• Your instructions: Reproduce the rows below, substituting "Output the mask" for every occurrence of "Return the mask" and leaving everything else unchanged.

• Material for this task:
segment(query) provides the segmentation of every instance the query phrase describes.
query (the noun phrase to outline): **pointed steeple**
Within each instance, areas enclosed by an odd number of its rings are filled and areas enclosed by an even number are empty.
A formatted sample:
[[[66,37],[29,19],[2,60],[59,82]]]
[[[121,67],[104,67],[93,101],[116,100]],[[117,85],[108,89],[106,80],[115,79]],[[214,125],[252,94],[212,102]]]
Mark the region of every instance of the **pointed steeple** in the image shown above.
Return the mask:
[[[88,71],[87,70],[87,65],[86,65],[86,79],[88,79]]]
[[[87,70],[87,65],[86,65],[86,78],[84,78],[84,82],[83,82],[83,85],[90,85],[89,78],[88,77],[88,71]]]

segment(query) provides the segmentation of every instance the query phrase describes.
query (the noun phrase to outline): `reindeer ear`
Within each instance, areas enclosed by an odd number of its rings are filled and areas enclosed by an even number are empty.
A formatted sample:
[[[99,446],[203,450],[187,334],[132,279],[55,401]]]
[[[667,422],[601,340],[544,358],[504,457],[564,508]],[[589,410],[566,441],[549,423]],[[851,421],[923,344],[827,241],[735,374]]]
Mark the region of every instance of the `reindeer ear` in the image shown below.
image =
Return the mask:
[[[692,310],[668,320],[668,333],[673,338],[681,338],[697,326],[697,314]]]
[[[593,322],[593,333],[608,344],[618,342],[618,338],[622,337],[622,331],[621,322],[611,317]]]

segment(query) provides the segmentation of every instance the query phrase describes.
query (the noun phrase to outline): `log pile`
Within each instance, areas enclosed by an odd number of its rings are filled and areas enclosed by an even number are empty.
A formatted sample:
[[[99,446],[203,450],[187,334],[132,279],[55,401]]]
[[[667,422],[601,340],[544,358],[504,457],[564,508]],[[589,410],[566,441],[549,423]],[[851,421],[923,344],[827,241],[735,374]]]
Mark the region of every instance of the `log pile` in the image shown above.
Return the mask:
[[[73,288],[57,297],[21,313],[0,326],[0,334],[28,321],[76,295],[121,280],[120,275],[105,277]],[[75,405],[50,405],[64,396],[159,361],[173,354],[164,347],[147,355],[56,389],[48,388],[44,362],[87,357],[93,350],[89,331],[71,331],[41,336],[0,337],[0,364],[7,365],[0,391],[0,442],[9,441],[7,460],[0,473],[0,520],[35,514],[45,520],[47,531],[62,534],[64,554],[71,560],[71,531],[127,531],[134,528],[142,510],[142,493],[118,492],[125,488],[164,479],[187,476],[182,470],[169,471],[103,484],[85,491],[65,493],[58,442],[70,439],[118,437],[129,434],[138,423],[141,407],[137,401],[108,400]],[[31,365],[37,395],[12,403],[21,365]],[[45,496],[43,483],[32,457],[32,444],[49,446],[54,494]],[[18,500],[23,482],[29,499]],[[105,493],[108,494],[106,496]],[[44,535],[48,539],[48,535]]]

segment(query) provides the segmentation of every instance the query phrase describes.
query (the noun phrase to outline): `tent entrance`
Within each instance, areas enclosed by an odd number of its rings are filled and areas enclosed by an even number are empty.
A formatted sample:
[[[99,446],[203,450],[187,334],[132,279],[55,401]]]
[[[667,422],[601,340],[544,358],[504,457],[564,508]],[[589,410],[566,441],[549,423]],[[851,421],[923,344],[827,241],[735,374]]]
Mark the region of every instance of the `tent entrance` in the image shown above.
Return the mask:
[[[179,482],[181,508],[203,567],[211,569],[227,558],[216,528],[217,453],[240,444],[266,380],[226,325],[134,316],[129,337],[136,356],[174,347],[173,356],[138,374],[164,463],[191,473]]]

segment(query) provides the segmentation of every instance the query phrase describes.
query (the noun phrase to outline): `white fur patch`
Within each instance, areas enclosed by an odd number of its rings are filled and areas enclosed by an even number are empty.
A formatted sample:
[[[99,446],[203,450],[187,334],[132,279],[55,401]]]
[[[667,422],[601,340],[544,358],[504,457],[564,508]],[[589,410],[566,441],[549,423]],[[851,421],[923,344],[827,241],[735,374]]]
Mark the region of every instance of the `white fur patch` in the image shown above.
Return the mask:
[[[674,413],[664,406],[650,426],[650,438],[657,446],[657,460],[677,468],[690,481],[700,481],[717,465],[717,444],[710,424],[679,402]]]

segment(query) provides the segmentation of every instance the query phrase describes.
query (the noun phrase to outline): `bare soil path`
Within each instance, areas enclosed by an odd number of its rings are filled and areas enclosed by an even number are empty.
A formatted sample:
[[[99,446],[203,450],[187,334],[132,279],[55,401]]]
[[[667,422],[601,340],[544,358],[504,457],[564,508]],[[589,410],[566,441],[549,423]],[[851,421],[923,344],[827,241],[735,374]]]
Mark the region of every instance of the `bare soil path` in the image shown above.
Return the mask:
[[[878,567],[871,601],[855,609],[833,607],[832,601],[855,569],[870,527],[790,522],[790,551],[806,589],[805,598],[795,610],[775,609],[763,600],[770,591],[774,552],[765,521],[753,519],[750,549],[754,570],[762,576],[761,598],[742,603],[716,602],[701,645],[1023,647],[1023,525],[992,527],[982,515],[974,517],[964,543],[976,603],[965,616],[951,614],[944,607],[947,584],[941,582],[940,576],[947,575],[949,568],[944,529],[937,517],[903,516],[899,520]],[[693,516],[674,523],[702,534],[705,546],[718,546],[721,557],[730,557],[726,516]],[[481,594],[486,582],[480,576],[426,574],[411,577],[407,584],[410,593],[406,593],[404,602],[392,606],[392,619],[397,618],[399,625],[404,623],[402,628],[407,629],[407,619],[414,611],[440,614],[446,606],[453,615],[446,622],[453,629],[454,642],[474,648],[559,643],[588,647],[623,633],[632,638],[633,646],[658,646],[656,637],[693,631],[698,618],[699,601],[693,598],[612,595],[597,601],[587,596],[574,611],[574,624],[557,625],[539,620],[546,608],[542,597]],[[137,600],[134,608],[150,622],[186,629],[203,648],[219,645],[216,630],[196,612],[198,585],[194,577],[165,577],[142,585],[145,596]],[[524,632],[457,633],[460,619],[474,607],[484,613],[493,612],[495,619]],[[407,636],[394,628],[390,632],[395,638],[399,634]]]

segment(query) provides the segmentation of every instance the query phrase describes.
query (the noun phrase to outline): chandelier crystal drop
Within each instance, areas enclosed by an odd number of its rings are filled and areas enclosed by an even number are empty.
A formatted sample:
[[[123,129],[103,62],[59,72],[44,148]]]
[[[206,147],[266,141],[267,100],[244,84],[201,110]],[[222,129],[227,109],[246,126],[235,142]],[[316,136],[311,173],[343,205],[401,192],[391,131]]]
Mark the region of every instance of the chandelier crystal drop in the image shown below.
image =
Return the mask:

• Written reply:
segment(query) provides the segmentation of every instance the query phrase describes.
query (the noun phrase to outline): **pointed steeple**
Within each instance, areas enclosed by an odd number of its rings are filled and areas enclosed by an even number are empty.
A formatted sample:
[[[66,37],[29,19],[2,60],[59,82]]]
[[[121,67],[104,67],[93,101],[116,100]],[[117,85],[108,89],[106,80],[115,79]],[[214,125],[252,94],[212,102]]]
Mark the region of every instance of the **pointed steeple** in the image shown above.
Output the mask:
[[[88,71],[87,70],[87,65],[86,65],[86,79],[88,79]]]
[[[87,70],[87,65],[86,65],[86,78],[84,78],[84,82],[83,82],[83,85],[90,85],[89,78],[88,77],[88,71]]]

segment(query) provides the segmentation of every instance the query phrase describes.
query (the noun phrase to outline): `reindeer ear`
Within each instance, areas enclosed by an odd number of its rings are filled and areas enclosed by an even number are empty.
A formatted sample:
[[[99,446],[203,450],[187,334],[132,279],[55,401]]]
[[[667,422],[601,340],[544,358],[504,457],[564,508]],[[589,410],[566,441],[549,423]],[[851,421],[923,344],[827,241],[735,374]]]
Mark the region of every instance of the `reindeer ear` in the image shown below.
image =
Output the mask:
[[[692,310],[668,320],[668,333],[673,338],[681,338],[697,326],[697,314]]]
[[[593,322],[593,333],[608,344],[618,342],[618,338],[622,337],[622,331],[621,322],[611,317]]]

segment(query) provides the segmentation of every instance the query phrase describes.
query (the noun phrase to outline): `log pile`
Within each instance, areas enclosed by an odd number of its rings are filled and areas enclosed by an even number are empty.
A formatted sample:
[[[99,446],[203,450],[187,334],[132,279],[55,401]]]
[[[667,422],[601,340],[544,358],[504,457],[564,508]],[[589,410],[566,441],[549,423]],[[851,421],[923,344],[827,241],[735,374]]]
Mark the region of every instance of the `log pile` in the image shown above.
Output the mask:
[[[73,288],[57,297],[21,313],[0,326],[0,334],[28,321],[76,295],[121,280],[120,275],[105,277]],[[75,405],[50,405],[64,396],[159,361],[173,354],[164,347],[147,355],[56,389],[48,388],[44,362],[87,357],[93,350],[89,331],[71,331],[41,336],[0,337],[0,364],[7,365],[0,391],[0,442],[9,441],[7,460],[0,473],[0,520],[35,514],[45,520],[47,531],[62,534],[64,554],[71,560],[71,531],[127,531],[134,528],[142,510],[142,493],[118,492],[125,488],[164,479],[187,476],[182,470],[169,471],[103,484],[85,491],[65,493],[58,442],[70,439],[118,437],[129,434],[138,423],[141,407],[137,401],[108,400]],[[31,365],[37,395],[12,403],[21,365]],[[45,496],[43,483],[32,457],[32,444],[49,446],[54,494]],[[18,500],[23,482],[29,499]],[[105,493],[108,494],[106,496]],[[44,535],[48,539],[48,535]]]

segment(query) provides the segmentation of every instance the query phrase describes.
query (the noun phrase to outline): `tent entrance`
Within each instance, areas enclosed by an odd number of its rings are filled and areas enclosed by an even number are empty.
A formatted sample:
[[[99,446],[203,450],[187,334],[132,279],[55,401]]]
[[[667,422],[601,340],[544,358],[504,457],[564,508]],[[589,410],[566,441],[549,423]],[[851,421],[923,344],[827,241],[735,374]]]
Mark the region of every instance of the `tent entrance` in the image shown above.
Output the mask:
[[[179,482],[181,508],[203,567],[211,569],[227,558],[216,528],[217,453],[240,444],[266,380],[226,325],[134,316],[129,337],[136,356],[174,347],[173,356],[138,374],[164,463],[191,473]]]

segment(query) provides the segmentation of every instance the query phrase describes.
query (the noun phrase to outline): `white fur patch`
Within each instance, areas enclosed by an odd number of its rings are filled and areas enclosed by an even number are empty.
A formatted sample:
[[[99,446],[203,450],[187,334],[132,279],[55,401]]]
[[[667,422],[601,340],[544,358],[504,457],[564,508]],[[589,410],[566,441],[549,423]],[[851,421],[923,344],[827,241],[735,374]]]
Mark the region of every instance of the `white fur patch` in the image shown above.
Output the mask:
[[[674,413],[664,406],[650,426],[650,438],[657,446],[657,460],[677,468],[690,481],[700,481],[717,465],[717,444],[710,424],[679,402]]]

segment(query) provides the segmentation of every instance the query phrase describes.
query (the noun phrase to outline): `bare soil path`
Within each instance, areas enclosed by an odd number of its rings are filled and areas enclosed by an even number are empty.
A formatted sample:
[[[99,446],[203,450],[187,334],[132,279],[55,401]]]
[[[667,422],[601,340],[544,358],[504,457],[564,508]],[[589,410],[566,441],[549,423]],[[851,421],[923,344],[827,241],[735,374]]]
Mark the region of every instance of the `bare soil path` in the image shown above.
Output the mask:
[[[878,567],[871,601],[855,609],[833,607],[832,601],[855,569],[870,527],[790,522],[790,551],[806,589],[805,598],[795,610],[775,609],[763,600],[770,591],[774,552],[765,521],[753,519],[750,549],[754,570],[762,576],[761,598],[742,603],[716,602],[701,645],[1023,647],[1023,525],[992,527],[982,515],[974,517],[964,543],[976,603],[965,616],[951,614],[944,607],[947,584],[941,582],[940,576],[947,575],[949,568],[944,529],[937,517],[903,516],[899,520]],[[693,516],[674,523],[702,534],[705,546],[718,546],[721,557],[730,557],[726,516]],[[481,594],[486,582],[480,576],[426,574],[411,577],[407,584],[410,593],[406,593],[404,602],[392,606],[392,619],[397,618],[399,625],[404,623],[402,628],[407,629],[407,619],[414,611],[440,614],[446,606],[453,615],[446,622],[453,629],[454,642],[474,648],[559,643],[588,647],[623,633],[632,638],[633,646],[658,646],[656,637],[693,631],[698,618],[699,601],[693,598],[612,595],[597,601],[587,596],[574,611],[574,624],[557,625],[539,620],[546,608],[542,597]],[[137,600],[134,608],[150,622],[186,629],[203,648],[219,645],[216,630],[196,612],[198,585],[194,577],[165,577],[142,585],[145,596]],[[524,632],[457,633],[460,619],[474,607],[484,613],[493,612],[495,619]],[[407,636],[394,628],[390,632],[395,638],[399,634]]]

segment(query) provides the segmentation of every instance the query phrase describes.
query (the noun phrase to outline): chandelier crystal drop
Within each instance, areas enclosed by an odd number of its rings are filled and areas enclosed by an even number are empty.
A formatted sample:
[[[123,129],[103,62],[59,72],[44,148]]]
[[[206,147],[266,141],[267,100],[244,84],[201,110]],[[222,129],[227,109],[246,126],[235,142]],[[316,136],[311,173],[343,205],[401,192],[391,131]]]
Mark the region of every instance of the chandelier crystal drop in the image shown below.
image =
Output the mask:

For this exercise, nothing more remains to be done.